>> START INFORMATION SHOWN

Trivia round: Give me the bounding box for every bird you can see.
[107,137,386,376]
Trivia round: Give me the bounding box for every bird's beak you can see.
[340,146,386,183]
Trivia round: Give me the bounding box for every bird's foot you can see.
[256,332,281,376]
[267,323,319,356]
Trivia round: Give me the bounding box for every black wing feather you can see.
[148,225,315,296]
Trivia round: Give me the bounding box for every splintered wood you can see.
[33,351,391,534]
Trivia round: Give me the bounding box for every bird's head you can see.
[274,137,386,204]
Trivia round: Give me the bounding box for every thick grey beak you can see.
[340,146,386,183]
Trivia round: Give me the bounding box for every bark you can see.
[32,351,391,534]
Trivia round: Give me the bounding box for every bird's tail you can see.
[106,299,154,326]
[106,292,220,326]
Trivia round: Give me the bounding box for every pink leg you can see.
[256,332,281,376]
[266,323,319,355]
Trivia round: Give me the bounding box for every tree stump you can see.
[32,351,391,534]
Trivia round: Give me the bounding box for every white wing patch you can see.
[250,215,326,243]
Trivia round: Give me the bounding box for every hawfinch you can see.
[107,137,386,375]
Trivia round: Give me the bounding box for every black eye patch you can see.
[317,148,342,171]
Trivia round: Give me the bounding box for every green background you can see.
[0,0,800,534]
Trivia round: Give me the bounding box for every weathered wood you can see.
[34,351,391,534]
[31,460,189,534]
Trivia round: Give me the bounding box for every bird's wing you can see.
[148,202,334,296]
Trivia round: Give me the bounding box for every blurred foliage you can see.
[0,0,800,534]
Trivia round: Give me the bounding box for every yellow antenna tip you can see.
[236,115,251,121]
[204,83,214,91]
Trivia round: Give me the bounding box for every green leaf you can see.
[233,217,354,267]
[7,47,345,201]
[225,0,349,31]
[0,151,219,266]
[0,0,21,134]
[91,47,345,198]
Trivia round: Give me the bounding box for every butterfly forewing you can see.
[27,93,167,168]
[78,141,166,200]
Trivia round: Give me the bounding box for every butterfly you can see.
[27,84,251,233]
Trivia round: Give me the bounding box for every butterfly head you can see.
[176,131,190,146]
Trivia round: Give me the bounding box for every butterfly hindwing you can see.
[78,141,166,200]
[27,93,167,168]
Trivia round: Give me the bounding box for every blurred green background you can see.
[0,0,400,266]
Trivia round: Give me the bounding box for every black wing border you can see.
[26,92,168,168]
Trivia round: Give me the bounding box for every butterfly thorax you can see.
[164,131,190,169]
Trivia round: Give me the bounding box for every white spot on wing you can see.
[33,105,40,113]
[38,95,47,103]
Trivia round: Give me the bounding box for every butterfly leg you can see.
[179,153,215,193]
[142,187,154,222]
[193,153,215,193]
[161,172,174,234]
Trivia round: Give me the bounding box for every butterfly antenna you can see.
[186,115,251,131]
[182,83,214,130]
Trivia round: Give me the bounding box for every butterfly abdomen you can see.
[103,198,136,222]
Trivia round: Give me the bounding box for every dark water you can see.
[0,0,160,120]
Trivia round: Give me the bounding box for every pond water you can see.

>> END INFORMATION SHOWN

DIRECTION: List every line of the rows above that contains the word "white", copying each one in full.

RESULT OF THIS TASK:
Trivia round: Give me the bounding box for every white wing patch you can see.
Trivia round: Give me the bounding box for every white spot on wing you can see.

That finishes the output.